### Saved entries
═══
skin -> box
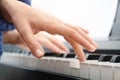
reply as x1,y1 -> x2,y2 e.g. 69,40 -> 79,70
3,30 -> 70,54
0,0 -> 98,62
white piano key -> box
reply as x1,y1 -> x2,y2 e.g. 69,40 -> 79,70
21,55 -> 28,67
48,57 -> 56,72
61,58 -> 79,76
101,62 -> 114,80
40,57 -> 49,71
27,56 -> 38,69
80,60 -> 97,79
55,58 -> 63,74
18,54 -> 25,66
114,63 -> 120,80
11,53 -> 21,65
70,59 -> 80,77
36,58 -> 43,70
62,58 -> 71,75
5,53 -> 16,64
89,62 -> 101,80
1,52 -> 10,63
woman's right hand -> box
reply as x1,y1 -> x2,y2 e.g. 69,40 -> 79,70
1,0 -> 98,62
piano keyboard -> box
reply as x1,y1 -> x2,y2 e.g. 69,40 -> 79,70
1,44 -> 120,80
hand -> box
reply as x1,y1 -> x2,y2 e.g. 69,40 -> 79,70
1,0 -> 98,62
3,30 -> 69,54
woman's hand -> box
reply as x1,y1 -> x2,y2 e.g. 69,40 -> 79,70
1,0 -> 98,62
3,30 -> 69,54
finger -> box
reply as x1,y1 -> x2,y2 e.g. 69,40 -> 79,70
39,12 -> 89,34
38,11 -> 89,34
36,36 -> 67,54
48,37 -> 70,53
79,27 -> 89,34
65,23 -> 98,48
65,23 -> 89,34
38,19 -> 96,52
15,21 -> 44,58
42,34 -> 70,53
65,37 -> 86,62
51,23 -> 95,52
66,29 -> 96,52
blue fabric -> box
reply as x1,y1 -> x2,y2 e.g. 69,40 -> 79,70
0,0 -> 31,56
19,0 -> 31,5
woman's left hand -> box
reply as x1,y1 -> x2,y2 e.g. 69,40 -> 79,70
3,30 -> 70,54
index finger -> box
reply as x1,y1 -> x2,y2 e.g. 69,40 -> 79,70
14,20 -> 44,58
65,37 -> 86,62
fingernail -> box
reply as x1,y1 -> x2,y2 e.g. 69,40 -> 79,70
89,45 -> 96,52
60,51 -> 69,54
92,41 -> 98,48
64,49 -> 70,53
36,49 -> 44,57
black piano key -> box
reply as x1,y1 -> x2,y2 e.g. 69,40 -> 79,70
115,56 -> 120,63
98,55 -> 113,62
110,55 -> 120,63
44,52 -> 65,57
57,54 -> 65,57
19,49 -> 27,54
86,54 -> 101,60
65,53 -> 76,58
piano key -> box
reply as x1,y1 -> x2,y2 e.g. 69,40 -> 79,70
55,58 -> 63,74
80,60 -> 98,79
44,52 -> 59,57
1,52 -> 10,63
18,53 -> 26,66
54,54 -> 66,74
65,53 -> 76,58
11,53 -> 21,65
86,54 -> 101,60
114,56 -> 120,63
61,53 -> 77,75
39,53 -> 64,73
62,58 -> 71,75
100,62 -> 114,80
14,50 -> 30,67
98,55 -> 113,62
37,53 -> 59,71
42,53 -> 66,72
79,53 -> 101,79
22,55 -> 29,67
36,57 -> 43,70
27,55 -> 38,69
4,53 -> 17,64
47,57 -> 57,72
40,57 -> 50,71
89,62 -> 101,80
114,63 -> 120,80
70,59 -> 80,77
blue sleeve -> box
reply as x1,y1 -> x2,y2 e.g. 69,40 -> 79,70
0,17 -> 15,31
0,0 -> 32,31
19,0 -> 32,5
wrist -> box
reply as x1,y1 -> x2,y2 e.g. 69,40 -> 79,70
0,0 -> 31,23
0,0 -> 15,23
3,30 -> 20,44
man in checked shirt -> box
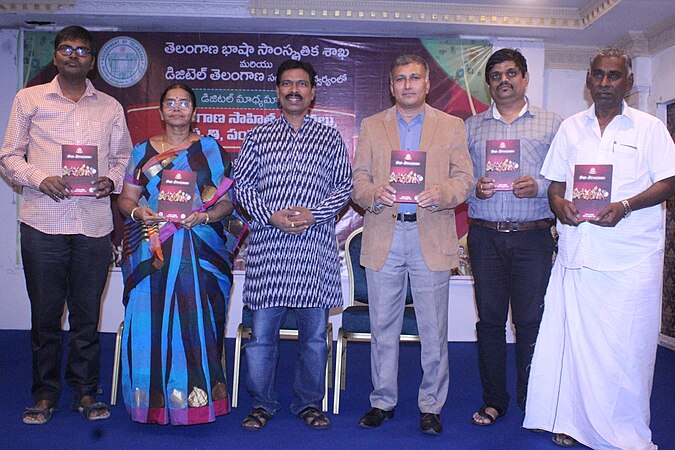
═══
### What is required
Which lines above include the string "piano"? Show them.

### Answer box
white piano key -> box
piano keyboard -> box
black piano key -> box
piano key -> box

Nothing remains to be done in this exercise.